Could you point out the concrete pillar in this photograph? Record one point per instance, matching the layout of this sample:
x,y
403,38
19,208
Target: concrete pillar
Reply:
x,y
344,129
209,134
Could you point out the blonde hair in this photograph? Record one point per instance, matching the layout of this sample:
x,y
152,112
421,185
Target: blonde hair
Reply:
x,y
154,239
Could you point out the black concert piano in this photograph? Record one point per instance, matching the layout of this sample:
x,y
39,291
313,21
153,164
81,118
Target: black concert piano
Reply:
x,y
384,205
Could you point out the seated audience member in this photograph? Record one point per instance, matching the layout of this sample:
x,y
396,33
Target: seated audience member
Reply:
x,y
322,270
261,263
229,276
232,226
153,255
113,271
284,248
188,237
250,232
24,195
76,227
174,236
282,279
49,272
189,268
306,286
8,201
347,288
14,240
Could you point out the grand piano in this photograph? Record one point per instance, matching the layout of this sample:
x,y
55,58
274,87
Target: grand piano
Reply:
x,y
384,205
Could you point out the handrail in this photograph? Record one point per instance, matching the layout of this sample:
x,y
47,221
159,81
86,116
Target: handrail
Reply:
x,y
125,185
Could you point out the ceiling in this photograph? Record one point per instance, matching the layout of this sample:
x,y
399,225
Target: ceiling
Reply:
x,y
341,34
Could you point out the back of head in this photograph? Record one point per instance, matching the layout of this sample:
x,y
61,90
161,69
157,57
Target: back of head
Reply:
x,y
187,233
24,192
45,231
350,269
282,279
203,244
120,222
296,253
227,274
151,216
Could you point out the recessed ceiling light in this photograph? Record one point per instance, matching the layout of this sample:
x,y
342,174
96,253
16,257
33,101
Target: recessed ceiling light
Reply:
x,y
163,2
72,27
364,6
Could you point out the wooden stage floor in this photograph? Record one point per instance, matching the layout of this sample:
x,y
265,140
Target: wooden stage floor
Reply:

┄┄┄┄┄┄┄┄┄┄┄┄┄┄┄┄┄┄┄┄

▶ [The task]: Please print the listing above without any changes, beginning at the line that contains "Could you point out the black" and stopping after the final line of the listing.

▶ [Expected output]:
Could you point out the black concert piano in this photograph? Record one point per instance, matching the layout of this sample:
x,y
39,291
313,21
153,164
81,118
Target: black concert piano
Reply:
x,y
384,205
Could you point out the seated audience member in this photograph? Record one point per instance, matching the layout of this sample:
x,y
396,33
Target: seated audience member
Reply:
x,y
322,270
261,263
229,276
232,226
153,255
113,271
284,248
188,237
250,232
24,195
76,227
174,236
282,279
49,272
189,268
306,286
8,201
347,288
14,240
Could you point out the grand piano in this photograph? Record one point per instance, matching the layout of this sample:
x,y
55,58
274,87
Target: grand piano
Reply:
x,y
384,205
Could you point out the handrail in this photograph? Record one point per instance, matching the layout of this sample:
x,y
47,221
159,81
86,116
Target: handrail
Reply:
x,y
125,185
Could you point out the ceiling in this photograph? Record one point per instance, matching the layout of this sample:
x,y
399,225
Target: ceiling
Reply:
x,y
341,34
Could you point out the back of head in this photograph? Record one point per instance, matching the layout of this sample:
x,y
61,90
161,69
157,57
Target: back of head
Reply:
x,y
187,233
24,192
45,231
350,269
282,279
203,244
120,222
296,253
227,274
151,216
Could you point out the recessed ceiling light in this photograph? Record one point per instance, matching the layout of this sample:
x,y
342,174
96,253
16,257
33,101
Target: recessed ceiling light
Reply:
x,y
163,2
72,27
364,6
Could you point out the wooden stage floor in this photograph? Record one point per instance, matching the layout of this sample:
x,y
265,140
Target: wooden stage floor
Reply:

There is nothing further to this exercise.